Reproduce, word for word, the part of the records that opens with the line containing "Screen reader assistance: help the user find the yellow" and closes with the line containing "Screen reader assistance: help the user find the wood", including both of those lines.

(Collected data)
⟨

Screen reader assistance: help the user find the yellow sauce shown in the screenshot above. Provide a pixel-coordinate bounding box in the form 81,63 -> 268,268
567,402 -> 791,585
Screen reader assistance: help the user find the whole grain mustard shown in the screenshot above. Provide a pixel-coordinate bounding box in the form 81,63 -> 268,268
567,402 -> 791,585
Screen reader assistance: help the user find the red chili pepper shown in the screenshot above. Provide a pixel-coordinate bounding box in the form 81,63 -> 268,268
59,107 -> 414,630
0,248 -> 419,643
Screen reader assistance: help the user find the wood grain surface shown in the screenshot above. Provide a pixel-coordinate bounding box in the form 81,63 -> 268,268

⟩
⟨

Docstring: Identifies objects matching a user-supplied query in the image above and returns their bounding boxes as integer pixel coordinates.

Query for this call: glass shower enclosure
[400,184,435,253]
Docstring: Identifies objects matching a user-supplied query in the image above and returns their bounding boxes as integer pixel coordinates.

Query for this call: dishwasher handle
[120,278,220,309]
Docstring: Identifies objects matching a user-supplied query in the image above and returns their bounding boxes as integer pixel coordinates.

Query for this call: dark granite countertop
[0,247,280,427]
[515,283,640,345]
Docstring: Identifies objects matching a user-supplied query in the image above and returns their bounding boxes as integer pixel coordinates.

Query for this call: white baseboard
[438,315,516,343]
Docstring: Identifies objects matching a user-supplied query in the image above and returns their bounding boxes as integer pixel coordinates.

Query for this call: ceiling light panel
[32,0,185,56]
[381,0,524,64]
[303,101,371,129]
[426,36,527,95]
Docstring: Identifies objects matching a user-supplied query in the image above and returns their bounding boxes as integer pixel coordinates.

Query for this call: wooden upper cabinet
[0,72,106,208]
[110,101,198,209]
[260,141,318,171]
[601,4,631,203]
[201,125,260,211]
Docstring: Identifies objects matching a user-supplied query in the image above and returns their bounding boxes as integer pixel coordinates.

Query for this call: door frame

⟩

• Output of the task:
Screen reader assistance: help the user find the yellow sauce shown in the screenshot above. Provide a pixel-coordinate bounding box in the form 81,63 -> 268,268
567,402 -> 791,585
Screen reader assistance: help the user find the whole grain mustard shown in the screenshot above. Provide a pixel-coordinate bounding box in the form 81,63 -> 268,268
567,402 -> 791,585
Screen reader assistance: help the user find the red chili pepper shown in the screenshot above. Provide a pixel-coordinate bounding box in the form 81,63 -> 268,268
59,107 -> 414,630
0,248 -> 419,643
Screen reader assistance: help the user find the wood grain surface shown in the screenshot above. Provide a pixel-coordinate bounding box in the form 81,63 -> 268,268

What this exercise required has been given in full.